## Source information
________________
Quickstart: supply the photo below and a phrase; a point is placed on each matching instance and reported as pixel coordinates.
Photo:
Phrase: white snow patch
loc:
________________
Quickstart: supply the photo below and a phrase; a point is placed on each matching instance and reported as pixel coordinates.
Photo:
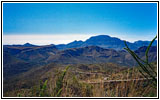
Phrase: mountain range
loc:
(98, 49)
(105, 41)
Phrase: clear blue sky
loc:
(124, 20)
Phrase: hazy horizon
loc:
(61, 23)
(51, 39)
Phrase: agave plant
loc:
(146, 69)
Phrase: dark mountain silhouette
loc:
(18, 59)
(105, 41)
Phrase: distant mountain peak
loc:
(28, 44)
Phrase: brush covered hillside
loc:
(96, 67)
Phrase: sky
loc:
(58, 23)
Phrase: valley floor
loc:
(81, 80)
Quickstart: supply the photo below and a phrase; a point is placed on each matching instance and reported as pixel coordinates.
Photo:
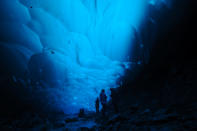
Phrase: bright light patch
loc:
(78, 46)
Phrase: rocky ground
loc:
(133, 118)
________________
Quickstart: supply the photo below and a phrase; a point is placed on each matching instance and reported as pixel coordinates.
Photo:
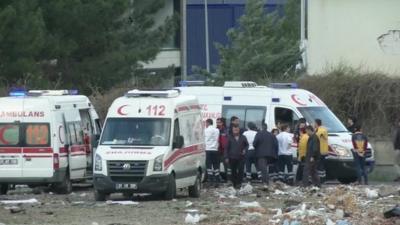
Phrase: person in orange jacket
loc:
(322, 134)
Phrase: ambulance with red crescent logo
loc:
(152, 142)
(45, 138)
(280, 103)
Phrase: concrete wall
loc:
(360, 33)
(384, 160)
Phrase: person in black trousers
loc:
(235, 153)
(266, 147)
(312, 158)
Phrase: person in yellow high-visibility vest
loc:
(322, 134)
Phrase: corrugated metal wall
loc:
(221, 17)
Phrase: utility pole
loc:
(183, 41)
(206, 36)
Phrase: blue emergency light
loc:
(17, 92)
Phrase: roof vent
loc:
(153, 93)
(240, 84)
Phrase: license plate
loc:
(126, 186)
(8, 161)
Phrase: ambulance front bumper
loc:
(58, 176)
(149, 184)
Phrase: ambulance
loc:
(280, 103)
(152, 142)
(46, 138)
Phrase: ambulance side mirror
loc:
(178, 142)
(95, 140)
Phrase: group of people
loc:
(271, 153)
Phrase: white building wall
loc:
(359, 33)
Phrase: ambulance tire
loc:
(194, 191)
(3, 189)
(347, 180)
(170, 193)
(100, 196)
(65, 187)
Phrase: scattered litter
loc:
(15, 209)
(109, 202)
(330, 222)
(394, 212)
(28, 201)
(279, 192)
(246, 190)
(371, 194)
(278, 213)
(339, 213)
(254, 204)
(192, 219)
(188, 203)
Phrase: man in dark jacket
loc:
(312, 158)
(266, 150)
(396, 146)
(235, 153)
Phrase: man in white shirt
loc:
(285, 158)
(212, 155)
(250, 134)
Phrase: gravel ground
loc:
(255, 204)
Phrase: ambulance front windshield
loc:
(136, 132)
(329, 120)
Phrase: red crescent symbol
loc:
________________
Gather up every line from the listing above in which the word "white" occurs.

## Answer to this problem
Phrase: white snow patch
Phrase: white building wall
Phrase: man in white shirt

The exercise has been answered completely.